# SOURCE EXTRACT
* Begin *

- Origin: Manila, Philippines
- Genres: Alternative rock; pop rock;
- Years active: 2007–2011; 2016–present;
- Labels: Sony BMG Music Entertainment (Philippines), Inc.
- Members: Jeazell Grutas Archie Salvador Chester Ventura Jing Gonzales John Abiathar de Leon
- Past members: Anthony Ramirez Enan Cruz Jasper Grutas

= Zelle (band) =

Filipino alternative pop/rock band

Zelle is a Filipino alternative pop/rock band.

==Career==
Formed by and named after the group's female vocalist, Jeazell Grutas, the band released their debut album Search for Warmth in 2007 on Sony BMG, which consists of 11 original songs.

At the Myx Music Awards 2008, the band won the award for Favorite Bandarito Performance.

In 2010, Grutas' collaboration with rap artist Gloc-9, titled "Upuan", won five awards including Song of the Year at the 23rd Awit Awards.

The band disbanded in late 2011 when Grutas married to a Danish national and emigrated abroad.

* End *

# PROVIDED MATERIAL
* Begin *

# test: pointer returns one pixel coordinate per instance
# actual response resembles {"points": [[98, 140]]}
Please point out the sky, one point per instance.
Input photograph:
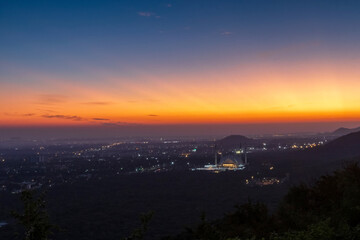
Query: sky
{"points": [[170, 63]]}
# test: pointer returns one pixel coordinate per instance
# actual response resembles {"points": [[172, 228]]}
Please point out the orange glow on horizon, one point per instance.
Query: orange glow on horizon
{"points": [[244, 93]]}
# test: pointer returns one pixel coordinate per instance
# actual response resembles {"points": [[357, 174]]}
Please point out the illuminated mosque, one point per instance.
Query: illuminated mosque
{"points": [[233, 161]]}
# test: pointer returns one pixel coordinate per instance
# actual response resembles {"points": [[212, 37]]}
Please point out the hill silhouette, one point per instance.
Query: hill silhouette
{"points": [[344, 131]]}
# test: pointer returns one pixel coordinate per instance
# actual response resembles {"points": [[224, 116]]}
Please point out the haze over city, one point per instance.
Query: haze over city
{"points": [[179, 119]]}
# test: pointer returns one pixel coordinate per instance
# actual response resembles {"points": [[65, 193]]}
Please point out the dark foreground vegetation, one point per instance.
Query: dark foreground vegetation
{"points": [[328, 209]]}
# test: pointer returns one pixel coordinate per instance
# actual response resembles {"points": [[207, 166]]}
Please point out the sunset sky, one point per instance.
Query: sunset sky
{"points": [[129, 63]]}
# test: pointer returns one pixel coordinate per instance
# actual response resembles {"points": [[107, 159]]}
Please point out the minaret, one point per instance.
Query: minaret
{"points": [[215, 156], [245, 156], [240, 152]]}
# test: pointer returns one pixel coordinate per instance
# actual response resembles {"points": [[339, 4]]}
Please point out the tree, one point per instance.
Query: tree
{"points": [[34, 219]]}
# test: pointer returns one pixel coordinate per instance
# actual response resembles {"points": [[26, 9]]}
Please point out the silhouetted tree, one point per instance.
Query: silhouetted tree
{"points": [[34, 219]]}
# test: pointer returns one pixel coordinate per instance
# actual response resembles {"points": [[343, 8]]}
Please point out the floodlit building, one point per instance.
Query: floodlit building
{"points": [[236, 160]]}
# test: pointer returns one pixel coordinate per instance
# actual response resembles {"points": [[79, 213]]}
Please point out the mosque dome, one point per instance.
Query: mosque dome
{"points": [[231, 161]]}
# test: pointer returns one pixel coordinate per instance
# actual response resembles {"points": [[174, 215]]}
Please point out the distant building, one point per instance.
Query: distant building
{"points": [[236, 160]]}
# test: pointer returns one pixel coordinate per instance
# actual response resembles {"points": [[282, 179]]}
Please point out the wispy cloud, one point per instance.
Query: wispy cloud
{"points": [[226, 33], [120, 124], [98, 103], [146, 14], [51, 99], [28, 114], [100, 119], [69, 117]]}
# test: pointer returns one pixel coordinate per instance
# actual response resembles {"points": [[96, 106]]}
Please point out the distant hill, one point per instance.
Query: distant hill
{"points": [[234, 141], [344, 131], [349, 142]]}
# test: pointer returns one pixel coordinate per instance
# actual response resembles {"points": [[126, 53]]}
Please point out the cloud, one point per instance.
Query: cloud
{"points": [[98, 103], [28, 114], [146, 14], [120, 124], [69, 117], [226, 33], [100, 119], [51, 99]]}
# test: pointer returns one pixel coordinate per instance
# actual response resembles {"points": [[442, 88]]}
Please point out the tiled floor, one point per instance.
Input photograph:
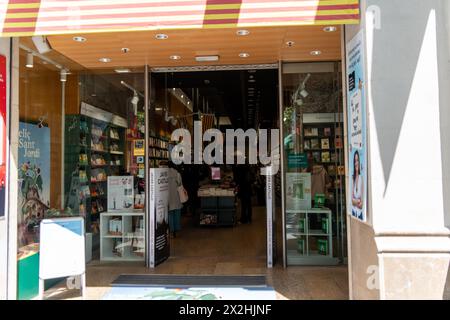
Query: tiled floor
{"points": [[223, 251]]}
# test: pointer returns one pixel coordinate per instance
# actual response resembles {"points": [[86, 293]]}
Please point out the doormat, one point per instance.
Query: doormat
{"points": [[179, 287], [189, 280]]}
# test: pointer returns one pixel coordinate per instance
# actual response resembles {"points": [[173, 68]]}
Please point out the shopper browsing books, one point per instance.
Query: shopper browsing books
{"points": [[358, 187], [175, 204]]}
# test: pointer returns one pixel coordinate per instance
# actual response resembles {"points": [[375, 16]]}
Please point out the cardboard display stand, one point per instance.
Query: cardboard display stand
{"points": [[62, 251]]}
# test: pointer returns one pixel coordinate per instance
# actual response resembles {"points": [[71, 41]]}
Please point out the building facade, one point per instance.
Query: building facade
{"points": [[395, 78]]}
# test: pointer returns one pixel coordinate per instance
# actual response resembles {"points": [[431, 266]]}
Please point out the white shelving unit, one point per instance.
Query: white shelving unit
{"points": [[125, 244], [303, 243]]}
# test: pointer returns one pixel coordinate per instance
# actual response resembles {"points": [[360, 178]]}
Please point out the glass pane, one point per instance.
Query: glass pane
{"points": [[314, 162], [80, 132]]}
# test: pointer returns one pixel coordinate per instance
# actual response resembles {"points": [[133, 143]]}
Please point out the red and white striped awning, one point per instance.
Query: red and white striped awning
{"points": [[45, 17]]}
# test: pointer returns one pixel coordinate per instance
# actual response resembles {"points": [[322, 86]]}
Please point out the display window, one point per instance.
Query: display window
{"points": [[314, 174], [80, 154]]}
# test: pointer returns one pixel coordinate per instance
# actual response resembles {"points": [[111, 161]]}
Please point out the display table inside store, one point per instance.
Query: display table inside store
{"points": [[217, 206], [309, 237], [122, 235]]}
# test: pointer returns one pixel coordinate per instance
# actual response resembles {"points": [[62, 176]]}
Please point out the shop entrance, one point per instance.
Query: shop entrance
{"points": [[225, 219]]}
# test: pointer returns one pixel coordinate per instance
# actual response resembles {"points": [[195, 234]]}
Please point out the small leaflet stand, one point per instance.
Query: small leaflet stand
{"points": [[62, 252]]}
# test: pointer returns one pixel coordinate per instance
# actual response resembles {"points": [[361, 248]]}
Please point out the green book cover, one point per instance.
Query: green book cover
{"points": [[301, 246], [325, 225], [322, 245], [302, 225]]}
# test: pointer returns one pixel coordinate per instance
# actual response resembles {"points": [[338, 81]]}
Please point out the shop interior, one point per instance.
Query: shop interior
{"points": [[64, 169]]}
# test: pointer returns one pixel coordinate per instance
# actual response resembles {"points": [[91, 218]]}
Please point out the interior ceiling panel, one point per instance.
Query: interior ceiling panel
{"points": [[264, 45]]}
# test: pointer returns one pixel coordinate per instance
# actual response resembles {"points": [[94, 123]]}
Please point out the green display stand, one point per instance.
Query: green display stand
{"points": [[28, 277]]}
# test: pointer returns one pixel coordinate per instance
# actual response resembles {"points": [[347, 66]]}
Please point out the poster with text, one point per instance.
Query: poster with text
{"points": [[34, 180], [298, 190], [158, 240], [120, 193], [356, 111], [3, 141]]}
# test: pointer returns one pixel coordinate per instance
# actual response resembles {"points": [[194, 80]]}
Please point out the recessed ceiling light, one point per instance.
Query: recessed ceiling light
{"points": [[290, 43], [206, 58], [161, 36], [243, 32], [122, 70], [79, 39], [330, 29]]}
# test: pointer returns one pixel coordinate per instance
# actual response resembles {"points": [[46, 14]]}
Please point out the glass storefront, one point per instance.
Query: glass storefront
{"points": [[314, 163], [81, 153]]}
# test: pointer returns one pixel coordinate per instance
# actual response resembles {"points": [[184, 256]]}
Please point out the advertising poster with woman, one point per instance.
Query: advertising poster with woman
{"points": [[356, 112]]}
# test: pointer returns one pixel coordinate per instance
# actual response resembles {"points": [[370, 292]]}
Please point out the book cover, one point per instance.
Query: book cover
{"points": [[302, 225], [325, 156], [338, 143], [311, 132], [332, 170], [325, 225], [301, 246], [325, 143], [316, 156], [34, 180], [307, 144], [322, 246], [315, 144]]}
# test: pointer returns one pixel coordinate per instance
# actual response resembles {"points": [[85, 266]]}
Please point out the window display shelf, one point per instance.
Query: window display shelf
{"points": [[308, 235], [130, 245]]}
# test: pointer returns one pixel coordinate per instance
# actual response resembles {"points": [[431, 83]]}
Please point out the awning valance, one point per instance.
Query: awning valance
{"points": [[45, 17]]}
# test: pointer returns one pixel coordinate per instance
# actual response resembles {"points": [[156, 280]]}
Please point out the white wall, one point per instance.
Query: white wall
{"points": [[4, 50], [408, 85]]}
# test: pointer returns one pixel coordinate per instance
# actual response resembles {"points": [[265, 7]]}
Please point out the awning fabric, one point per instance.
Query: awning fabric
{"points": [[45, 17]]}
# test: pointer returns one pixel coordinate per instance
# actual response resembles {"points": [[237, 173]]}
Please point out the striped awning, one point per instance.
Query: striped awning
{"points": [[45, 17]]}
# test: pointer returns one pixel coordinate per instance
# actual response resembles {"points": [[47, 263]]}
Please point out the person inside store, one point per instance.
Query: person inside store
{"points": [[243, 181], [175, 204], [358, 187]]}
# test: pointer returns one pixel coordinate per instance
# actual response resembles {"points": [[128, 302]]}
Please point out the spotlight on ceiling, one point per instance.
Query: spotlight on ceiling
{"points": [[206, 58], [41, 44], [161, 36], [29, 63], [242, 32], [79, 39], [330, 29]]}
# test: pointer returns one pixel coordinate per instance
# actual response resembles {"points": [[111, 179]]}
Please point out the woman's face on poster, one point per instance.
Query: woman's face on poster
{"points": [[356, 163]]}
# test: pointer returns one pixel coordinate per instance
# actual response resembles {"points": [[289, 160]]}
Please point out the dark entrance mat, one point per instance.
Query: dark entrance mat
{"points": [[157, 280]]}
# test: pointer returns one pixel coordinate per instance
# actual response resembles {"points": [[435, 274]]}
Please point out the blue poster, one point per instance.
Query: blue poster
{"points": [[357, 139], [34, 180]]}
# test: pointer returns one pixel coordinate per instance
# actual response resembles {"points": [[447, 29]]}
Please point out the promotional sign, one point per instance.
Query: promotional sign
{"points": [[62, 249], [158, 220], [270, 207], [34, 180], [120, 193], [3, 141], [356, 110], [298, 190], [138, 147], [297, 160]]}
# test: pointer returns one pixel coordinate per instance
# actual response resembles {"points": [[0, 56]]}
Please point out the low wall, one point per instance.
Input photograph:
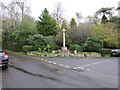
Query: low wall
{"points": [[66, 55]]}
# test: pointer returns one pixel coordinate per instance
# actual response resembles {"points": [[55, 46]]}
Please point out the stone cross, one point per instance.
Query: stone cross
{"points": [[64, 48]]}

* End *
* Begin *

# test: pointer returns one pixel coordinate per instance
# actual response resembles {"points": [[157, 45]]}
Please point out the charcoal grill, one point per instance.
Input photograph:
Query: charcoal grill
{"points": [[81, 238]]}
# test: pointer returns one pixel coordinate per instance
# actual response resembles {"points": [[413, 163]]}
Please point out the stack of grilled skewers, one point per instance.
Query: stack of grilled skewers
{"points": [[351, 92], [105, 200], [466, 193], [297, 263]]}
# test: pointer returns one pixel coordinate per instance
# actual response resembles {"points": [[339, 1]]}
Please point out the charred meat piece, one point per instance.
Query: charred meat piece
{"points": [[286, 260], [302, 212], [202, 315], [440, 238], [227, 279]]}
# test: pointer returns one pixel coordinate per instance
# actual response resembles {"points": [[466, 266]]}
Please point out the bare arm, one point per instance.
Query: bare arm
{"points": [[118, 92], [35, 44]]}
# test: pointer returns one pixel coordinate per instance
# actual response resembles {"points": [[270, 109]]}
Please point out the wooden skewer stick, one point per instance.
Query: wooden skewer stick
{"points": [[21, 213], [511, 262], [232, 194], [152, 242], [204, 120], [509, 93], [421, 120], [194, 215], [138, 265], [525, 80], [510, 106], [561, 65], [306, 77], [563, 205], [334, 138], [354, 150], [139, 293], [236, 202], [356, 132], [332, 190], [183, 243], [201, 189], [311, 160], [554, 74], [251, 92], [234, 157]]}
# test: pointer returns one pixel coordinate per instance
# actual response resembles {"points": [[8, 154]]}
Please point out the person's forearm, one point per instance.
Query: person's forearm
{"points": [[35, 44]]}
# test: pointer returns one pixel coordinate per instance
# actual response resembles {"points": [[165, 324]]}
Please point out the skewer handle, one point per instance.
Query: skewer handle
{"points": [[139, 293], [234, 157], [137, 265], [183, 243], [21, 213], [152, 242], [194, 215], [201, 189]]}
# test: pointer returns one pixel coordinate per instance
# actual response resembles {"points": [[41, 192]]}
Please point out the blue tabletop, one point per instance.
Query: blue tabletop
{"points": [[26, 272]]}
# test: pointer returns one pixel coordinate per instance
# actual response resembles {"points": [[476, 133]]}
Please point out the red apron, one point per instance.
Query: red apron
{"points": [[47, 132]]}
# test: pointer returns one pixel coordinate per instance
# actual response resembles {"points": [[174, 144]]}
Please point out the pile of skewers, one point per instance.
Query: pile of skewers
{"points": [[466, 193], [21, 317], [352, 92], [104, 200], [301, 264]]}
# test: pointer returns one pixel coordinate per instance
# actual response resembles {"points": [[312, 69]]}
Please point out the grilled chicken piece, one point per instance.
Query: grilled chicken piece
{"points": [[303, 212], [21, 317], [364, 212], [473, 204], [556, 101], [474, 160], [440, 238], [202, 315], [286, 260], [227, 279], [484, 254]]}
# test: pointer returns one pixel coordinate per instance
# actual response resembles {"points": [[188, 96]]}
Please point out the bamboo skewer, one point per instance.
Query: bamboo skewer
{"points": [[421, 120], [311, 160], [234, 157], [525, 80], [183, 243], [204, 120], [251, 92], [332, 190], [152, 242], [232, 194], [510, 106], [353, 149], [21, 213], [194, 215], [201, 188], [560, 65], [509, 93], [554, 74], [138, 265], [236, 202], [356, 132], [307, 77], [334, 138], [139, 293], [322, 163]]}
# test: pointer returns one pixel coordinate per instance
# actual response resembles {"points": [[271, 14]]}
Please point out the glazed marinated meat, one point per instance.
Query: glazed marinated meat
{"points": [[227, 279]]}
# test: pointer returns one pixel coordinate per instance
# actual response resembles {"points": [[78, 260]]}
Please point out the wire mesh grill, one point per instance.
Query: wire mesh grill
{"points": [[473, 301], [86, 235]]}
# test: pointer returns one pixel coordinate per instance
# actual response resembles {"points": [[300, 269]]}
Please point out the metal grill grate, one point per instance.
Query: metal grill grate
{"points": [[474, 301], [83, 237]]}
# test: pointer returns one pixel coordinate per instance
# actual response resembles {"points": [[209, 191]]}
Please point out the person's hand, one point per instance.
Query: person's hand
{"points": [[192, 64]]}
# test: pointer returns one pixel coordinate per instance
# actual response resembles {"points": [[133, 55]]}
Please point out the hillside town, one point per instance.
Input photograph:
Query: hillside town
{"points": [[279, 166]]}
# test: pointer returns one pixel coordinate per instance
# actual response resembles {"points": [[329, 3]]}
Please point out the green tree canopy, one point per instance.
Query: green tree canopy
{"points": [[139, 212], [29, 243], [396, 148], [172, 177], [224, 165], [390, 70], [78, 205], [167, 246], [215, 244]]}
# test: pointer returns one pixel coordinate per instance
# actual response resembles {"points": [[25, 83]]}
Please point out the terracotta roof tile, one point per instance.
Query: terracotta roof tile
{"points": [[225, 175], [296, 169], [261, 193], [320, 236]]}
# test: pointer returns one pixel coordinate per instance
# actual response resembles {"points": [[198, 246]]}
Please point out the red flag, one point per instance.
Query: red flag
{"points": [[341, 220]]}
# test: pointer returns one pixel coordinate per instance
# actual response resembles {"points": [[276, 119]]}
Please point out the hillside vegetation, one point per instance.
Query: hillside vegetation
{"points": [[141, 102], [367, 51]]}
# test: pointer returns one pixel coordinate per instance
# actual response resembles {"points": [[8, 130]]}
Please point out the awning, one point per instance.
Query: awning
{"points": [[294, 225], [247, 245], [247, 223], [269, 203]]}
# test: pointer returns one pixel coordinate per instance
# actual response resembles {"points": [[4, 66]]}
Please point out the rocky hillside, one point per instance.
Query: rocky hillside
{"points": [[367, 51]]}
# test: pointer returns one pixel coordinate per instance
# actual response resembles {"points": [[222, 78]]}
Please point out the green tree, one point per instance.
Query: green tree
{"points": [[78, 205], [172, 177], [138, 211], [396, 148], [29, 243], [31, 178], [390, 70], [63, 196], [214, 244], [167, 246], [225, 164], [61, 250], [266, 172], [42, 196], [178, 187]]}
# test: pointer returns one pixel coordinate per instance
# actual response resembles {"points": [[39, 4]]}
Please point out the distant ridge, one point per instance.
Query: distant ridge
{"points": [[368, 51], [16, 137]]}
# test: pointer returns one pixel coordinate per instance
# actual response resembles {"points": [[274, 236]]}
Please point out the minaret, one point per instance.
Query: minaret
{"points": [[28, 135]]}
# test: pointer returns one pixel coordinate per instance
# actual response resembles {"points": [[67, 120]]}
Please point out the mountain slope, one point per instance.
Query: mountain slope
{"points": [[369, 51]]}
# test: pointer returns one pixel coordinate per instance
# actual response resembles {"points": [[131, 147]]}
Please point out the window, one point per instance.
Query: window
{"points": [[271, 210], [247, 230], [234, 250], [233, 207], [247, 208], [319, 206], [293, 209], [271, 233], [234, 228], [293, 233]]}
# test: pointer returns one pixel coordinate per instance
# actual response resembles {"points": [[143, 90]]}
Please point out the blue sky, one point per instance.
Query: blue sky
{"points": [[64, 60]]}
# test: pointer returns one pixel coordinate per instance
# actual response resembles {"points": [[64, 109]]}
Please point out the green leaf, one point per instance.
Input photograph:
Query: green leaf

* End *

# OBJECTIVE
Extend the article on the Filipino band Zelle, picking up right after its last sentence.

# SOLVED PROBLEM
In 2016, the band came back together to make a self-titled album. In 2020, the band made the album Zelle 2, the sequel to their 2016 album.

==Band members==
===Current Members===
- Jeazell Grutas - lead vocals, acoustic guitar (2007-2011, 2016-present)
- Archie Salvador - lead guitar, backing vocals (2007-2011, 2016-present)
- Chester Ventura - violin (2016-present)
- Jing Gonzales - bass (2016-present)
- John Abiathar de Leon - drums (2016-present)

===Past Members===
- Anthony Ramirez - violin/keyboard (2007-2011)
- Enan Cruz - bass (2007-2011)
- Jasper Grutas - drums (2007-2011)

==Discography==
- Search for Warmth (2007), Sony BMG
- Zelle (2016)
- Zelle 2 (2020)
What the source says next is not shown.